Can you print the entries below word for word, beginning at the line that has "Sports analytics pipeline — locate the steel" and stopping after the line that has "(351, 354), (1000, 750)"?

--- START Record set ---

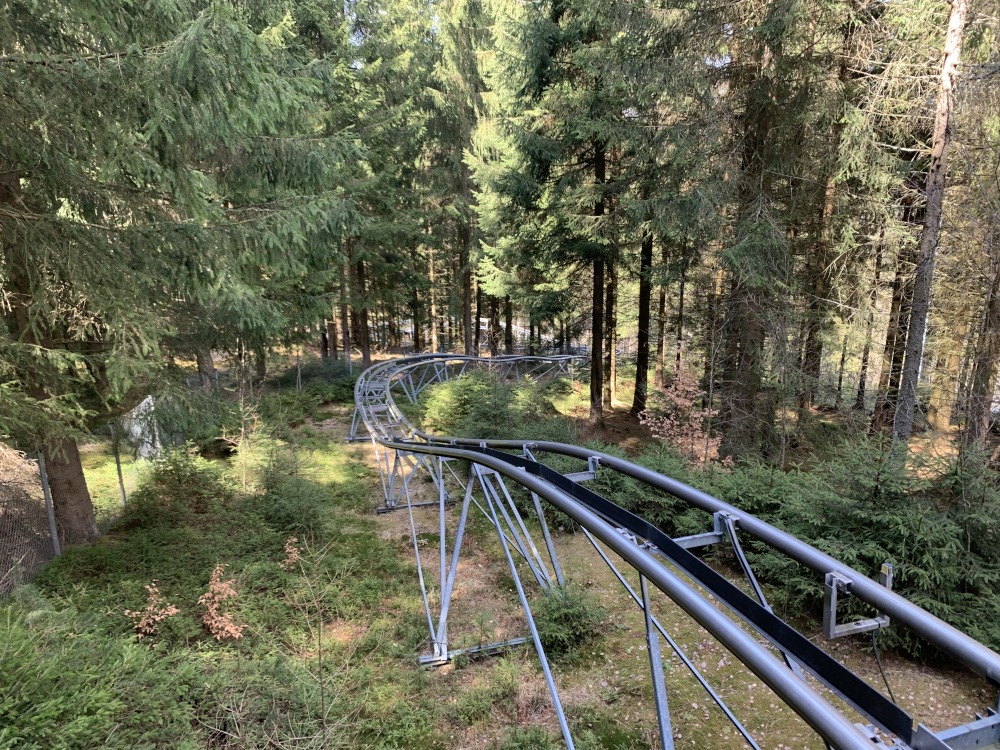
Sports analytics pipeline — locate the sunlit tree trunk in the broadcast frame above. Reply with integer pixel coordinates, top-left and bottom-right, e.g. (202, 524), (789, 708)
(630, 232), (653, 417)
(653, 245), (667, 388)
(892, 0), (968, 446)
(962, 268), (1000, 449)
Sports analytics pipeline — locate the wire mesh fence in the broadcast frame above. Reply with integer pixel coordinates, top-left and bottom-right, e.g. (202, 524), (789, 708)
(0, 444), (58, 596)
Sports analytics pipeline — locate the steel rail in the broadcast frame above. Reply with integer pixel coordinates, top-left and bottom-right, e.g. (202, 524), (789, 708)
(383, 434), (872, 750)
(352, 354), (1000, 750)
(364, 355), (1000, 687)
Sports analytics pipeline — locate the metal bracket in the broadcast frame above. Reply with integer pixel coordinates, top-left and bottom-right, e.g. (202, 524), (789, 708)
(674, 511), (726, 549)
(563, 456), (601, 482)
(823, 562), (893, 639)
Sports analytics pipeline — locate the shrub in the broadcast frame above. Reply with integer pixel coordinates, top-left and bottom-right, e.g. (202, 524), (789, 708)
(497, 727), (558, 750)
(532, 584), (607, 659)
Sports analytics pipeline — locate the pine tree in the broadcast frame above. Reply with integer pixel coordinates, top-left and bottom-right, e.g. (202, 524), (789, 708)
(0, 2), (366, 543)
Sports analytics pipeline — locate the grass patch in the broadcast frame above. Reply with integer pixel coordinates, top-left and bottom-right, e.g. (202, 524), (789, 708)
(0, 368), (445, 750)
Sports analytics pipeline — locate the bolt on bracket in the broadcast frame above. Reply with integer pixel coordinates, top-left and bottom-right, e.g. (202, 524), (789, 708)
(823, 562), (893, 639)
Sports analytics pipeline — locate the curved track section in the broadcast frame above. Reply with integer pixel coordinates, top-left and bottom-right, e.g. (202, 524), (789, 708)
(351, 354), (1000, 750)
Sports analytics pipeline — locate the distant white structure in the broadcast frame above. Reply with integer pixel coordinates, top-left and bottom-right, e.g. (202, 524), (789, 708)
(121, 396), (163, 458)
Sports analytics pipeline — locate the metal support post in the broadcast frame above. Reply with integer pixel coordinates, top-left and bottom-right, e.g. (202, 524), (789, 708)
(476, 476), (575, 750)
(639, 575), (674, 750)
(111, 422), (128, 508)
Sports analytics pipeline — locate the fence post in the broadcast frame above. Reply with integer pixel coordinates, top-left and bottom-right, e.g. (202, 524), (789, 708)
(38, 452), (62, 557)
(111, 422), (128, 508)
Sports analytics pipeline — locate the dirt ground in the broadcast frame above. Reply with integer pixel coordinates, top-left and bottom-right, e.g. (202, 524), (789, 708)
(328, 390), (996, 750)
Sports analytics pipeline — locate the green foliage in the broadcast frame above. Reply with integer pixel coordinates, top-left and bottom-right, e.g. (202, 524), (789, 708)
(421, 371), (573, 440)
(451, 658), (521, 724)
(271, 359), (358, 404)
(496, 727), (559, 750)
(532, 583), (607, 659)
(573, 709), (649, 750)
(692, 439), (1000, 654)
(10, 418), (441, 750)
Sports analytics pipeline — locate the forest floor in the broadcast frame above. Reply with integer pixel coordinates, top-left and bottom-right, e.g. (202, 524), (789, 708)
(314, 388), (995, 750)
(0, 362), (994, 750)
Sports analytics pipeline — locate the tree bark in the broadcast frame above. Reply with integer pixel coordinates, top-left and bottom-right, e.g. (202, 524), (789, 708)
(653, 244), (667, 388)
(332, 318), (340, 359)
(486, 295), (500, 357)
(854, 239), (885, 411)
(892, 0), (968, 446)
(871, 254), (912, 433)
(340, 266), (351, 363)
(602, 261), (618, 411)
(427, 245), (441, 352)
(719, 283), (764, 458)
(674, 256), (688, 376)
(503, 294), (514, 354)
(962, 268), (1000, 450)
(472, 280), (483, 357)
(44, 438), (98, 544)
(355, 260), (372, 367)
(194, 346), (215, 389)
(629, 232), (653, 417)
(833, 336), (847, 409)
(590, 258), (604, 427)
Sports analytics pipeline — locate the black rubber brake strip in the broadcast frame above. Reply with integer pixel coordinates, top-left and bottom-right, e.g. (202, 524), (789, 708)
(462, 446), (913, 744)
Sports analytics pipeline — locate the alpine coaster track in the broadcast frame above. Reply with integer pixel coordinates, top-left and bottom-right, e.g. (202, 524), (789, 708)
(349, 354), (1000, 750)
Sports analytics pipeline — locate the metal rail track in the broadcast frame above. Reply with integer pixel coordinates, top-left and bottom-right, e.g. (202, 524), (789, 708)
(349, 354), (1000, 750)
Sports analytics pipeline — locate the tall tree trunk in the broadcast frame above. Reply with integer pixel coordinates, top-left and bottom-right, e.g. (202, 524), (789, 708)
(355, 260), (372, 367)
(799, 13), (856, 412)
(719, 281), (764, 458)
(332, 318), (339, 359)
(339, 266), (351, 362)
(892, 0), (968, 446)
(629, 232), (653, 417)
(503, 294), (514, 354)
(460, 241), (473, 355)
(833, 336), (847, 409)
(319, 328), (330, 359)
(962, 264), (1000, 450)
(590, 258), (605, 427)
(927, 315), (969, 430)
(44, 438), (98, 544)
(486, 295), (500, 357)
(472, 280), (483, 357)
(194, 346), (215, 389)
(653, 243), (667, 388)
(6, 260), (98, 544)
(427, 245), (441, 352)
(601, 261), (618, 410)
(590, 143), (607, 427)
(674, 256), (688, 376)
(253, 346), (267, 383)
(871, 252), (912, 432)
(854, 239), (885, 411)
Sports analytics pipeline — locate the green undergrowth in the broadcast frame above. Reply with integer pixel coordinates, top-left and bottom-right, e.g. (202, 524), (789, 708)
(418, 372), (575, 442)
(416, 374), (1000, 657)
(0, 368), (443, 750)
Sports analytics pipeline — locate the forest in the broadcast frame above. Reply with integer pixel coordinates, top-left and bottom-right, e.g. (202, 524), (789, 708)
(0, 0), (1000, 750)
(0, 0), (1000, 543)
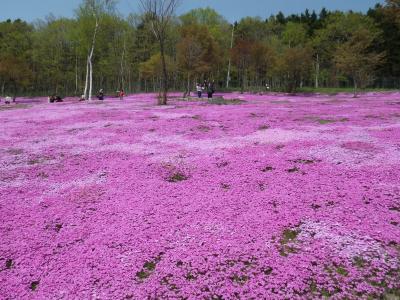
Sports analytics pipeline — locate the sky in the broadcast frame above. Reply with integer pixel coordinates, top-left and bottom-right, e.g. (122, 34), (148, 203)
(0, 0), (384, 22)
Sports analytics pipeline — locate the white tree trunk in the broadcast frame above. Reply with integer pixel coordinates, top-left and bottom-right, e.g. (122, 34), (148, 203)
(83, 57), (89, 100)
(315, 54), (319, 89)
(84, 15), (99, 100)
(226, 25), (235, 88)
(120, 37), (126, 90)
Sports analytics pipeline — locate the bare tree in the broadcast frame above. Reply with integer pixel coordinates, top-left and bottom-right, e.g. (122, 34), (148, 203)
(140, 0), (180, 105)
(82, 0), (116, 100)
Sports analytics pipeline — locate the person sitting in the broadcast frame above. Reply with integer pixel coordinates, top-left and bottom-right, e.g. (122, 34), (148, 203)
(97, 89), (104, 100)
(119, 90), (125, 100)
(196, 83), (203, 98)
(207, 82), (215, 99)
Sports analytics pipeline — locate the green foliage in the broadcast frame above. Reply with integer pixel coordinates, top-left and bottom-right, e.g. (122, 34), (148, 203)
(0, 0), (400, 96)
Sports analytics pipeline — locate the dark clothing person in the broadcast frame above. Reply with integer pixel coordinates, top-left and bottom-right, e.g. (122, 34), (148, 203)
(97, 90), (104, 100)
(119, 90), (125, 100)
(196, 84), (203, 98)
(207, 83), (215, 99)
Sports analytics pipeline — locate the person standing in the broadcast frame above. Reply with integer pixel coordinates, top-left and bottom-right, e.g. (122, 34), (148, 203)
(207, 82), (214, 99)
(196, 83), (203, 98)
(97, 89), (104, 100)
(119, 89), (125, 100)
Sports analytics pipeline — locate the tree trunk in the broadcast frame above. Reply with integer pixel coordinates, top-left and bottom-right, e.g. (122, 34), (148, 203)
(353, 79), (357, 98)
(183, 73), (190, 98)
(88, 59), (93, 101)
(120, 37), (126, 90)
(158, 40), (168, 105)
(315, 54), (319, 89)
(84, 16), (99, 100)
(226, 25), (235, 89)
(75, 55), (78, 96)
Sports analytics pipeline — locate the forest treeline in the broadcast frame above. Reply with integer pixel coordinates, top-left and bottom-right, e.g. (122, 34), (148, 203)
(0, 0), (400, 96)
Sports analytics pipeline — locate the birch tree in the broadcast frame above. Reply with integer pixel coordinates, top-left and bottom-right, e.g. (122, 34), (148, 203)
(78, 0), (116, 101)
(140, 0), (180, 105)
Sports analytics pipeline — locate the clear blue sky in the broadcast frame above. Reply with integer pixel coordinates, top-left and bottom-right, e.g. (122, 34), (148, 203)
(0, 0), (384, 22)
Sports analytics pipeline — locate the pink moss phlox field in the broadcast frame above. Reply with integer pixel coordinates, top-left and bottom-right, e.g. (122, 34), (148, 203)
(0, 93), (400, 299)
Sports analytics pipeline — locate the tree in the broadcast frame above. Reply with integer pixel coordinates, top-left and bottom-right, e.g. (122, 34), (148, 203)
(78, 0), (115, 100)
(334, 28), (384, 97)
(140, 0), (179, 105)
(177, 24), (219, 97)
(0, 20), (33, 96)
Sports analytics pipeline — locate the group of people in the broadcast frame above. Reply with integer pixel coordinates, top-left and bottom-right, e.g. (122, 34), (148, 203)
(47, 95), (63, 103)
(0, 96), (16, 104)
(79, 89), (125, 101)
(196, 80), (215, 99)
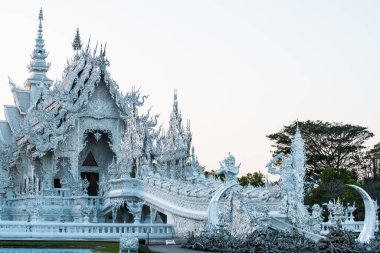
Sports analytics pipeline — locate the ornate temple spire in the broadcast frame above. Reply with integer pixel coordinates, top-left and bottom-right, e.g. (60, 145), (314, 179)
(25, 8), (53, 102)
(169, 90), (182, 129)
(291, 123), (306, 200)
(72, 28), (82, 54)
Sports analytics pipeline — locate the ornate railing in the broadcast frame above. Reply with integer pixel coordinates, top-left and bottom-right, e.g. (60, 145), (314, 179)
(321, 220), (379, 235)
(0, 221), (173, 240)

--- END Record set ---

▶ _Reply_:
Sports analytics pipeline — locate the steel rail in the broadcast frame above. Reply with integer pixel coordinates, top-left and bottom-right, e.g. (202, 524), (789, 708)
(383, 434), (872, 750)
(352, 354), (1000, 750)
(364, 355), (1000, 687)
Sports analytics pipeline — locate the metal bracket in the broadcast frame above. Reply with integer pixel coordinates, top-left and bottom-right, e.g. (202, 524), (789, 708)
(674, 511), (726, 549)
(563, 456), (601, 482)
(823, 562), (893, 639)
Sports analytics pipeline — locate the shrub in the broadcast frame above. Reply with integer pixel coordinates, top-left and bottom-right, e.g. (202, 524), (789, 708)
(497, 727), (558, 750)
(532, 584), (607, 659)
Sports analytics pipeline — locate the pine tree in the broadcast frame above. Reply with integer pixel coordinates, top-left and bottom-right, e.g. (202, 524), (789, 708)
(0, 2), (366, 543)
Sports analytics pipeline — locate the grass patch in the broadcast frame above. Reply with integer pixel coordinates, top-left and bottom-right, e.g. (202, 524), (789, 708)
(0, 368), (445, 750)
Sports analytics pipeline — locate the bolt on bracket in the broadcast frame above. Reply with integer pixel coordinates, top-left and bottom-right, e.g. (202, 524), (789, 708)
(823, 562), (893, 639)
Sports analytics pipeline — locate the curved track section in the broadcast frame above. Reply with integer pixel coordinates, top-left and bottom-right, e.g. (202, 524), (789, 708)
(351, 354), (1000, 750)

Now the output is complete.